**Document passage:**

Understanding the new EU Nature Restoration Law
by Ida Bailey
This article has been written by Christopher Gray, Associate Director at OPEN (now part of SLR).
Current UK ‘Levelling Up’ Secretary, Michael Gove, supported calls over the festive break for a new school for urban design which would focus on delivering skills and knowledge that would allow a new generation of built environment professionals to “build beautiful, sustainable places in which people and communities can thrive.” The recurring issue of design quality in new places has been tackled by numerous reports over the years and there is no doubt that the quality of new housing delivered in the UK in the past few decades has been poor. There is an argument that much of the opposition to the considerable number of new homes which are so desperately needed across the UK comes from public fears that such new places will continue this negative trend.
Just last year, “A Housing Design Audit for England” by UCL audited the housing of large housing schemes in England and produced a damning report which “showed that there has been a small overall improvement in housing design quality nationally since the last audits that were conducted between 2004 and 2007. However, because this improvement is from a low base – what the Chartered Institute of Building Engineers at the time called “An uncompromising and unflattering picture” – the large majority of new housing developments are still ‘mediocre’ or ‘poor’. Three quarters of the audited projects fell into these categories.”
The research found that improvement was only apparent in aspects of Secured by Design, but many other design aspects were of poor quality. The report highlighted overly engineered highways infrastructure, the poor integration of storage, bins, and car parking and little evidence of establishing a positive new character for development.

**Exercise inputs:**
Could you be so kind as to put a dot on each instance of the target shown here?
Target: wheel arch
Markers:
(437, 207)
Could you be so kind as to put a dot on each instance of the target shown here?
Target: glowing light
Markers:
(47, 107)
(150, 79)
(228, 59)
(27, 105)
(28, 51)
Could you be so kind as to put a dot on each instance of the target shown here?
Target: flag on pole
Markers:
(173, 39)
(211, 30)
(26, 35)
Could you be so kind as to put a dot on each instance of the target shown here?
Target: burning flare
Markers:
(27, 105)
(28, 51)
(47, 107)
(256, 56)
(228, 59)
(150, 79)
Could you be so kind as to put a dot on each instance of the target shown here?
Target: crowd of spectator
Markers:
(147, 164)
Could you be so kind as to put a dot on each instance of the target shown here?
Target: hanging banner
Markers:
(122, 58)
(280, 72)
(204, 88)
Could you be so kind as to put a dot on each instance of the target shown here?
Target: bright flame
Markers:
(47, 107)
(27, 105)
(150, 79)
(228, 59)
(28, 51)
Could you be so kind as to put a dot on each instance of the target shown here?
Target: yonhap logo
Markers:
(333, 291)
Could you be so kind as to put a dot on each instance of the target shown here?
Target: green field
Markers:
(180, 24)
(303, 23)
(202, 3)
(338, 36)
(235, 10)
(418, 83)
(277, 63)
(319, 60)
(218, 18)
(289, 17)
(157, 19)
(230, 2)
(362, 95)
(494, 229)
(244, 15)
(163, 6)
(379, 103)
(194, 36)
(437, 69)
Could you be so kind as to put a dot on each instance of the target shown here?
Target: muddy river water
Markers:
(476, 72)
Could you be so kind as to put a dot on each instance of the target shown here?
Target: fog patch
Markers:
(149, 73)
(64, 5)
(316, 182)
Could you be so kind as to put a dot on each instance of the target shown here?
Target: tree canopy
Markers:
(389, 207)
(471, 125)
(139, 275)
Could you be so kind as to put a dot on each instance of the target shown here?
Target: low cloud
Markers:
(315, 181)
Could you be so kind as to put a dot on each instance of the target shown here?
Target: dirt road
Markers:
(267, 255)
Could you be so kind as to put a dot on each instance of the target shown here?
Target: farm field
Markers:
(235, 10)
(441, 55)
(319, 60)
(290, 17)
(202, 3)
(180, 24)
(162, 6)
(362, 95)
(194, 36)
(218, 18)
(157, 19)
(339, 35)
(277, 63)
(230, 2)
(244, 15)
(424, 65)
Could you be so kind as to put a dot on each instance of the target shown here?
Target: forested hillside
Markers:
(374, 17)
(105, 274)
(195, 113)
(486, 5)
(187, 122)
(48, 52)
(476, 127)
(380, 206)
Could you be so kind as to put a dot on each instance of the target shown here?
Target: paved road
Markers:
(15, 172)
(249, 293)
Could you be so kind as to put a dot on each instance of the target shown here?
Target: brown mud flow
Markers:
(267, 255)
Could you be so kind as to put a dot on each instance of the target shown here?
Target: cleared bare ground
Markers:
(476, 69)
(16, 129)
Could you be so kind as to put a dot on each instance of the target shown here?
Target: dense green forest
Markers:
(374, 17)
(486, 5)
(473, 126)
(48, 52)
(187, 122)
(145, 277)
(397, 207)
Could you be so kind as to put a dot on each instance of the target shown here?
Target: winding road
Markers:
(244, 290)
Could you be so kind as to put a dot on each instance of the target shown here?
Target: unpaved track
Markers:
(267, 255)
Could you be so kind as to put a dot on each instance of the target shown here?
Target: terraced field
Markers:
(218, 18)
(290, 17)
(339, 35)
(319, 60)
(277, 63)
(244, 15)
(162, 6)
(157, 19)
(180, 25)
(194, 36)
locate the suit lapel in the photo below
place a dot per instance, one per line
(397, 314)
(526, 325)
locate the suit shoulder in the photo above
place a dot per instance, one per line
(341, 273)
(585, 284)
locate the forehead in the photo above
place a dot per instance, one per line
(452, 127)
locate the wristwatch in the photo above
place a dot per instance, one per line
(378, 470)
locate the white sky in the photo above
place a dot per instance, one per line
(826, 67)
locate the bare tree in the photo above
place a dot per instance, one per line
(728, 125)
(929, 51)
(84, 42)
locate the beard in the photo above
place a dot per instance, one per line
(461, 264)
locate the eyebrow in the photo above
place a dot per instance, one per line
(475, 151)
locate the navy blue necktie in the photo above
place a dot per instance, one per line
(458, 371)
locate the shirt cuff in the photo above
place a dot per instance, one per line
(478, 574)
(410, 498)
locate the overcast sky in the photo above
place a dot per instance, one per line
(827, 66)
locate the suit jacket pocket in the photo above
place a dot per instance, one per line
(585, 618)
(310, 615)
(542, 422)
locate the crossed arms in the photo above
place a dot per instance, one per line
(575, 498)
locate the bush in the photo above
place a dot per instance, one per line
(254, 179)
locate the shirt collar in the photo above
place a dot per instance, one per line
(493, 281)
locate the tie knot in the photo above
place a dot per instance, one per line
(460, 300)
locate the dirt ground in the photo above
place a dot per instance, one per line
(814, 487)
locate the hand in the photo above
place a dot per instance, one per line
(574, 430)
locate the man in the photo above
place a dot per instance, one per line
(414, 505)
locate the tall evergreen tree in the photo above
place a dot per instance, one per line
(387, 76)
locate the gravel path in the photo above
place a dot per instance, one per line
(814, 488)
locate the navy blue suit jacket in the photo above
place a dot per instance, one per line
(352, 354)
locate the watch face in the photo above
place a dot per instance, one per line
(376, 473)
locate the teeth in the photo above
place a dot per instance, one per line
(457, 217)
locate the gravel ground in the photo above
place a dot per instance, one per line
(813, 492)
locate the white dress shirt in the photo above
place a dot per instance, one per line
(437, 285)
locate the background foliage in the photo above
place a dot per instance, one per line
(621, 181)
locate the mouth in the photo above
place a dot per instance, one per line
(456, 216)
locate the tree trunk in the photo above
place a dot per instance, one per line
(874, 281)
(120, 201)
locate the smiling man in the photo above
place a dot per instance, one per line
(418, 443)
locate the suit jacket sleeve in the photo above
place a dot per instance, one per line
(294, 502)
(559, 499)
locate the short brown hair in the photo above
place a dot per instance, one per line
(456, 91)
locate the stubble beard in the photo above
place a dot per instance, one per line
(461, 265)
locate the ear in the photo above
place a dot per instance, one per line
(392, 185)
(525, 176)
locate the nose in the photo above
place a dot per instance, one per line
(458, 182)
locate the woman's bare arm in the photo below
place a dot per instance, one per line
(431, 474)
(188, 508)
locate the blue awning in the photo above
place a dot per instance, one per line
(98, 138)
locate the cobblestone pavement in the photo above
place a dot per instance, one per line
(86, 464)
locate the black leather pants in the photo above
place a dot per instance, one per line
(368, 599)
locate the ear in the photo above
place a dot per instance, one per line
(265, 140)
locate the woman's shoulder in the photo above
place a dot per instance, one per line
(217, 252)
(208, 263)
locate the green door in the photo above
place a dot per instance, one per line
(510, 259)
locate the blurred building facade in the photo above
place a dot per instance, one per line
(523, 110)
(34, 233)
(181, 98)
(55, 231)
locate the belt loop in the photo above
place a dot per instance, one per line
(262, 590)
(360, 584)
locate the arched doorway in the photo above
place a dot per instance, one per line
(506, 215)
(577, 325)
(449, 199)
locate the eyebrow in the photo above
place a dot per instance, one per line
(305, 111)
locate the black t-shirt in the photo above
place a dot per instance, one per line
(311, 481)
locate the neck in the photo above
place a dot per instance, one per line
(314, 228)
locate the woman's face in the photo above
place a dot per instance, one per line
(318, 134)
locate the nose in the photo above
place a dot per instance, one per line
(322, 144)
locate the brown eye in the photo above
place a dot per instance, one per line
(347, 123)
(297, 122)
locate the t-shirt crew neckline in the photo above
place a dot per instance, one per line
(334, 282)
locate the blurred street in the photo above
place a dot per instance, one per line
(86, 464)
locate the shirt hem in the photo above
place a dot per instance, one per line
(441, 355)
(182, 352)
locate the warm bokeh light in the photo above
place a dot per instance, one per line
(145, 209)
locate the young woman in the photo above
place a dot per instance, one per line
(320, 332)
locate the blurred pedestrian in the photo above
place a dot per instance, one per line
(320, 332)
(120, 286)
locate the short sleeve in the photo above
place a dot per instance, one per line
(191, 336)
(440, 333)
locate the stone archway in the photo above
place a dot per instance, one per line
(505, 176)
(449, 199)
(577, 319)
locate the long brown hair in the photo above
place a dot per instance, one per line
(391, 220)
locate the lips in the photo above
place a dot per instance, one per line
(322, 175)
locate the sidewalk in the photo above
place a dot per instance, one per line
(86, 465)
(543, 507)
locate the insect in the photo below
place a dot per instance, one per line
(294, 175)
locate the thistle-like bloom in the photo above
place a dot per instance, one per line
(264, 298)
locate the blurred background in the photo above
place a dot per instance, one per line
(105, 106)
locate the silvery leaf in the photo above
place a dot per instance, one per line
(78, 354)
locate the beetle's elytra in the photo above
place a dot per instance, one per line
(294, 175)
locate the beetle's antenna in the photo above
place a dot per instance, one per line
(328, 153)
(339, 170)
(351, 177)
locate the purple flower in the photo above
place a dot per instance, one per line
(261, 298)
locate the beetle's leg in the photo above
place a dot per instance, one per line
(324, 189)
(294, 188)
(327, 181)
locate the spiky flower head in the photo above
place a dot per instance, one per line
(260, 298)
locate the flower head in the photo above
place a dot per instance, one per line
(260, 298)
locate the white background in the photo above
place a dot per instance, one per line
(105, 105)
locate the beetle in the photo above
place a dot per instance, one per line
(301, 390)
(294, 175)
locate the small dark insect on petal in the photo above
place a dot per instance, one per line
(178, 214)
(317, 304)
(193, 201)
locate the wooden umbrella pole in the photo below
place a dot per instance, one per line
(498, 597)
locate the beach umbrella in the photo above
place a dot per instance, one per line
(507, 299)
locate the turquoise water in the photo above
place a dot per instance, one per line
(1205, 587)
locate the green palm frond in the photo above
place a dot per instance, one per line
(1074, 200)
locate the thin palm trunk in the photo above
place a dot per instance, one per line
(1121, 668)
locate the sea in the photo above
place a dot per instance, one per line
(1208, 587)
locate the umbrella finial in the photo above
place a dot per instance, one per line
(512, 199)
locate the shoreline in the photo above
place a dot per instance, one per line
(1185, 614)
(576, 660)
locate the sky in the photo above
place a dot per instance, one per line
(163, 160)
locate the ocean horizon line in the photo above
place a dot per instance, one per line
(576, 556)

**Goals:**
1. Collect every line in the rows that contains the string "navy". Case counts.
2. Carry the article on UK housing design quality forward, starting after its last sentence.

**Expected results:**
1.
locate the navy blue necktie in the photo above
locate the navy blue suit jacket in the photo above

2.
The authors specifically highlighted the failure to deliver a green and bio-diverse landscape in many projects which, in the context of a climate and biodiversity emergency, amounts to a sub-standard response to the considerable environmental challenges we face.
OPEN (now part of SLR) have always ensured consideration of landscape and the environment has been fundamental to the work we do, whether in masterplanning, architecture, landscape architecture, or environmental planning. Landscape and the environment considerations aren’t just about ‘greening’ a plan – we always approach projects from the standpoint that the green and open spaces within the designs must work hard to be multi-functional spaces which form a quality framework and setting to a place. They are a fundamental aspect of a plan and must be considered from the outset if we are to form new places which are good for residents and good for the environment.
With this background, the issue is less about skillset deficiencies and more about how to deliver designs within the commercial realities of the housing market. At OPEN (now part of SLR) we have considerable experience in supporting clients in their role as Master Developer, an approach we feel can address many of the concerns highlighted through housing audits relating to quality and establishing sustainable new places where people want to live.
In the Master Developer approach, a single organisation undertakes to promote the site, secure planning permission, deliver enabling infrastructure works and common open spaces, and create serviced plots of land for sale to a range of builders and developers. The role has been described as a ‘guardian of placemaking’ seeking to deliver a high-quality result, however the bottom line is that creating a quality place drives better returns. Master Developers have seen the value that can be generated when there is a genuine interest in delivering a place and are willing to take on that responsibility rather than pass it on to others.
The table below provides an overview of differences in approach between Master Developer and traditional volume housebuilder. This is not to say that a volume housebuilder doesn’t sometimes draw on the same approaches as a Master Developer, but latest research shows that in general, volume housebuilders are still behind when it comes to recognising the importance of design and quality development.
In our experience, having a Master Developer allows for variety within larger developments - housebuilders actually like other builders there (up to a point) because it allows for differentiation and market choice. It also allows housebuilders to focus on the process of building houses without the distraction of wider strategic issues such as infrastructure, utilities connections and drainage in which they may not be experienced or specialised.
With more support for such a long term, bolder approach we believe there is a genuine route to achieving improved quality in our new places across the country.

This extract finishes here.